_Provided text:_

A Certain Smile, by Françoise Sagan and translated by Irene Ash

A while back now I read and loved Françoise Sagan’s Bonjour Tristesse. Come the searing summer heat of 2018 and it seemed a good time to return to Sagan.

We were slim and pleasing, like people in a picture.

A Certain Smile is the story of Dominique, an attractive young law student, and her affair with an older man Luc. Dominique already has a boyfriend, the perfectly likeable Bertrand. Luc is married to a kind and generous woman, Françoise. The story is entirely, and intentionally, unoriginal. Here’s the opening paragraph:

We had spent the afternoon in a café in the Rue Saint-Jacques, a spring afternoon like any other. I was slightly bored, and walked up and down between the juke-box and the window, while Bertrand talked about Spire’s lecture. I was leaning on the machine, watching the record rising slowly, almost gently, like a proffered cheek, to its slanting position against the sapphire, when, for no apparent reason, I was overcome by a feeling of intense happiness, a sudden realization that some day I would die, that my hand would no longer touch that chromium rim, nor would the sun shine in my eyes.

There’s a lot packed in there. The narrator, who we’re yet to learn is named Dominique, is “slightly bored”. That will matter, because the story is in part driven by her desire to alleviate that casual boredom.

The language is deeply sensual. The record rises “like a proffered cheek”, already introducing a hint of sex, but it’s not just that. The whole description of something as mundane as playing a record on a jukebox is suffused with languorous desire.

Suddenly the narrator is overcome by “intense happiness”, but it’s irrevocably linked to mortality and to her realisation that one day she won’t be there to experience moments like this. She isn’t happy despite the prospect of death. The happiness is born of the joy of the moment and her awareness of its transience.

In a sense the whole book is there, and for that I think it’s a pretty much perfect opening paragraph. Soon we learn that the narrator is Dominique and that she’s a law student and that it’s summer, but from these opening words we already know much more profound things about her than those quotidian facts.

Dominique and Bertrand make a good couple. They laugh together, make love, care about each other. Still, he’s her first serious boyfriend and for most people those first relationships tend not to last. Even had Bertrand not introduced Dominique to his uncle, Luc, there would always eventually have been a Luc of one sort or another.

Luc and Françoise are older, already settled in life and with each other. They have no children and Françoise becomes almost a proxy-mother to Dominique, buying her clothes and feeding her dinners. Luc takes a different sort of interest.

Dominique is flattered by his attention and more by the frank way in which he tells her he wants to sleep with her but that he will never love her and this will be just a pleasant interlude in their lives. He makes her feel grown up, adult, knowing. She believes she can be like him, dispassionately passionate. She ignores the signs that she’s wrong:

Already there was something that seemed to race like a hurricane when Luc was there. Afterwards time suddenly dropped back to normal, and once more there were minutes, hours, and cigarettes.

_Listing:_

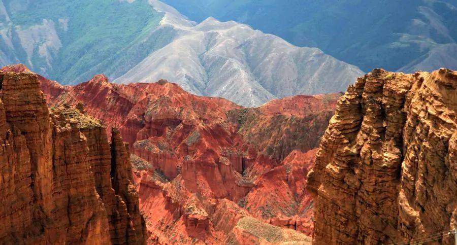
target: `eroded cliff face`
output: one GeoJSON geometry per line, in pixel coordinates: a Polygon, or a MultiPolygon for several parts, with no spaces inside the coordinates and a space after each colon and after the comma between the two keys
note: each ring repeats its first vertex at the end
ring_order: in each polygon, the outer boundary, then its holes
{"type": "Polygon", "coordinates": [[[120,138],[110,147],[77,110],[50,113],[40,78],[18,72],[0,73],[0,243],[144,243],[129,161],[112,158],[128,159],[120,138]]]}
{"type": "Polygon", "coordinates": [[[243,108],[163,80],[118,85],[101,75],[75,86],[45,79],[41,86],[50,107],[78,106],[129,143],[149,242],[236,241],[244,217],[311,234],[305,177],[340,94],[243,108]]]}
{"type": "Polygon", "coordinates": [[[349,87],[308,175],[315,243],[390,243],[457,227],[456,89],[457,72],[444,68],[377,69],[349,87]]]}

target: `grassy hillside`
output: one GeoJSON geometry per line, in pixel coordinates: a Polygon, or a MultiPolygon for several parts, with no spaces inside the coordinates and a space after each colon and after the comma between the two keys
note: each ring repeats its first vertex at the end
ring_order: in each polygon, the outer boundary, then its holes
{"type": "MultiPolygon", "coordinates": [[[[123,56],[121,52],[123,49],[144,41],[162,17],[147,0],[132,4],[118,0],[34,0],[23,1],[20,7],[18,4],[17,0],[4,1],[14,26],[26,29],[41,24],[43,19],[54,23],[61,48],[52,54],[52,68],[48,68],[46,73],[50,78],[66,83],[75,78],[86,80],[102,71],[115,69],[107,67],[112,63],[100,64],[120,58],[118,56],[123,56]],[[83,72],[89,70],[90,74],[81,77],[83,72]]],[[[39,55],[39,49],[36,49],[31,63],[34,69],[39,71],[46,62],[39,55]]],[[[135,54],[136,59],[141,60],[149,53],[143,51],[135,54]]],[[[20,58],[26,63],[24,56],[20,58]]]]}

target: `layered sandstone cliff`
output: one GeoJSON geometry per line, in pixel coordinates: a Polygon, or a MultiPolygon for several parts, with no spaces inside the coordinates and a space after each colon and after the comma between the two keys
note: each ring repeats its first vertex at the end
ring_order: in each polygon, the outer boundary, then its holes
{"type": "Polygon", "coordinates": [[[457,72],[376,69],[358,79],[316,158],[307,180],[316,244],[392,243],[457,228],[457,72]]]}
{"type": "MultiPolygon", "coordinates": [[[[17,66],[4,69],[25,70],[17,66]]],[[[340,94],[243,108],[166,81],[121,85],[103,75],[75,86],[40,81],[50,107],[83,108],[129,143],[150,242],[226,242],[246,216],[311,234],[305,177],[340,94]]]]}
{"type": "Polygon", "coordinates": [[[118,135],[110,147],[97,120],[69,107],[50,113],[41,79],[17,72],[0,73],[0,243],[144,243],[118,135]]]}

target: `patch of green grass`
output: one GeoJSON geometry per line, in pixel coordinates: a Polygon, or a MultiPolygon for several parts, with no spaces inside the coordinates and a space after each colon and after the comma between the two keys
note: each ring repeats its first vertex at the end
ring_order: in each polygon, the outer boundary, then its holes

_Work to complete:_ Could you repeat everything in the book review from "We had spent" down to "in my eyes.", switching "afternoon" to "evening"?

_Task answer:_
We had spent the evening in a café in the Rue Saint-Jacques, a spring evening like any other. I was slightly bored, and walked up and down between the juke-box and the window, while Bertrand talked about Spire’s lecture. I was leaning on the machine, watching the record rising slowly, almost gently, like a proffered cheek, to its slanting position against the sapphire, when, for no apparent reason, I was overcome by a feeling of intense happiness, a sudden realization that some day I would die, that my hand would no longer touch that chromium rim, nor would the sun shine in my eyes.